*RECORD EXCERPTS:*
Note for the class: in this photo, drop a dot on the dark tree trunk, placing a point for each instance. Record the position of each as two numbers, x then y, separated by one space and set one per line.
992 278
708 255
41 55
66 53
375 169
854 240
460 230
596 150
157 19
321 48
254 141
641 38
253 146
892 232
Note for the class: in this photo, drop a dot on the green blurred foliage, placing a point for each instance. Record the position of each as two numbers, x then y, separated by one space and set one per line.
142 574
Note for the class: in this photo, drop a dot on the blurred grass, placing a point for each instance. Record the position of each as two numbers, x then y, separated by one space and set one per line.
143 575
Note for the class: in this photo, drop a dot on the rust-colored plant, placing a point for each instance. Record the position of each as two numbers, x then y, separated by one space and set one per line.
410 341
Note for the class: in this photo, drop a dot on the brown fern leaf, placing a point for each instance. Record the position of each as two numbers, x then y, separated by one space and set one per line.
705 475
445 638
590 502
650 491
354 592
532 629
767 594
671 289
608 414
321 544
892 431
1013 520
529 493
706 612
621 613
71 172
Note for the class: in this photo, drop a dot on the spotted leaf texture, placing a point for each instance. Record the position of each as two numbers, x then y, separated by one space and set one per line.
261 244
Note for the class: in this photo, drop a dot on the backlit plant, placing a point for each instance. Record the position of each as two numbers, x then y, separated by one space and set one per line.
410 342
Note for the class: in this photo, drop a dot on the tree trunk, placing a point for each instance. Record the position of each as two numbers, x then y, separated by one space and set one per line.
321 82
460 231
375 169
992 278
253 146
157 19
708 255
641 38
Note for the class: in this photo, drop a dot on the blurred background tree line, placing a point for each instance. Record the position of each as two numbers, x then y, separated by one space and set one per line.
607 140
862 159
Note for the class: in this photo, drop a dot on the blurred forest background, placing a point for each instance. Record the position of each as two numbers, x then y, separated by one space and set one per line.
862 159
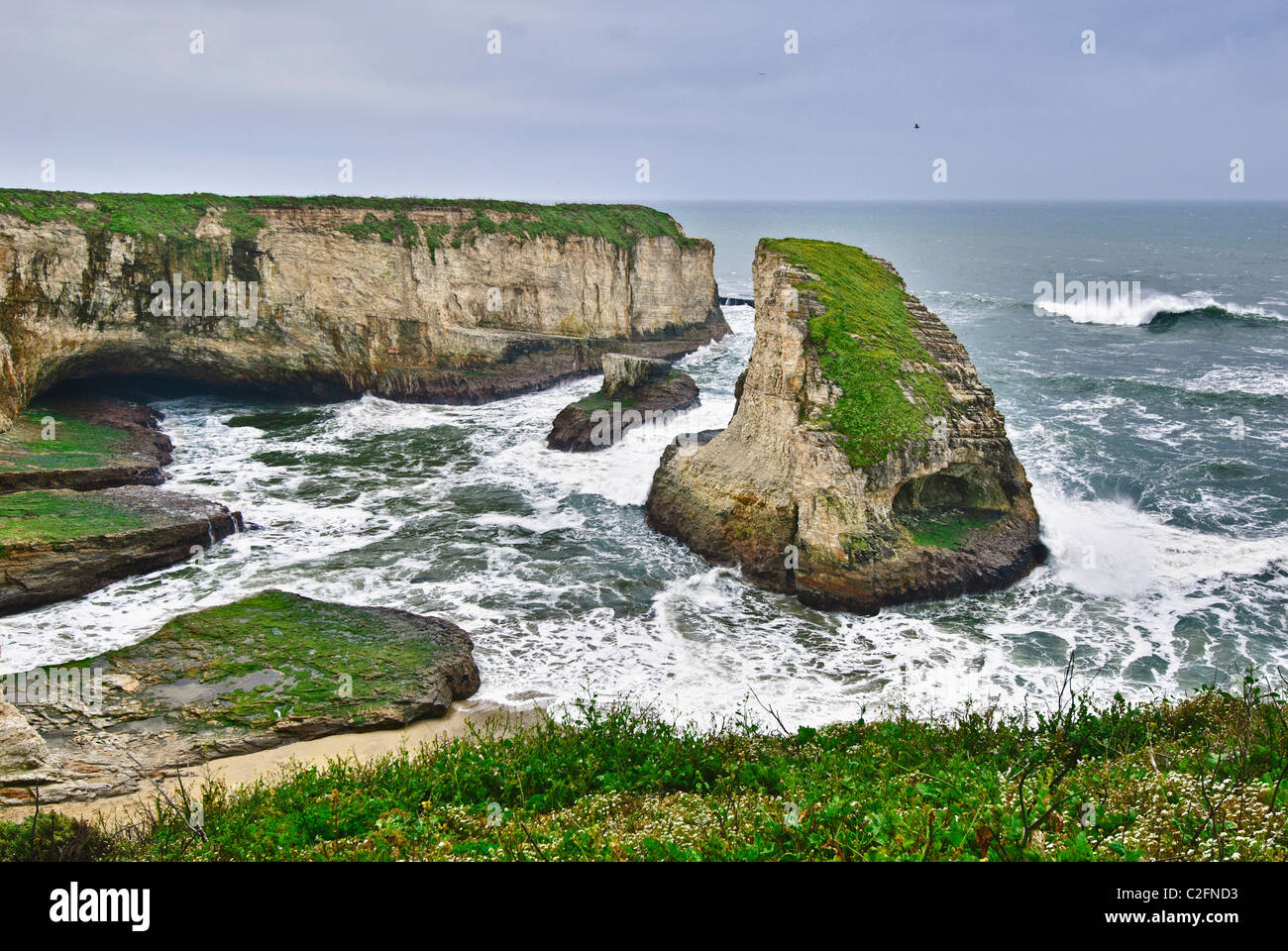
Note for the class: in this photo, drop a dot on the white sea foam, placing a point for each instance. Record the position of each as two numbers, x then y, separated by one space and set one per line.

*JOB:* Reproduce every line of the material, from the line holding "the blurred background" through the end of the material, inclusive, shifting each coordinate in the answers by adding 102 to it. Leave the pictures out of your reproduction.

*ANSWER FOR THE TASK:*
Note for the class: in this photo, drop a dot on the blurred background tree line, placing a point for each instance. Record the position of each as two numbers, x then y, separated by one space and set one per line.
709 242
964 261
Note for the class: in this photo, drop a dot on the blurred forest background, placing a point for each instance. Record the position of each as two numbers, x then y, separated by one space and set one per line.
964 261
Note for the class: in this photo, drop a dot on the white sea foam, placing a point for each instance. Record the position of each as two numbers, x then y, separated by one space and set one per line.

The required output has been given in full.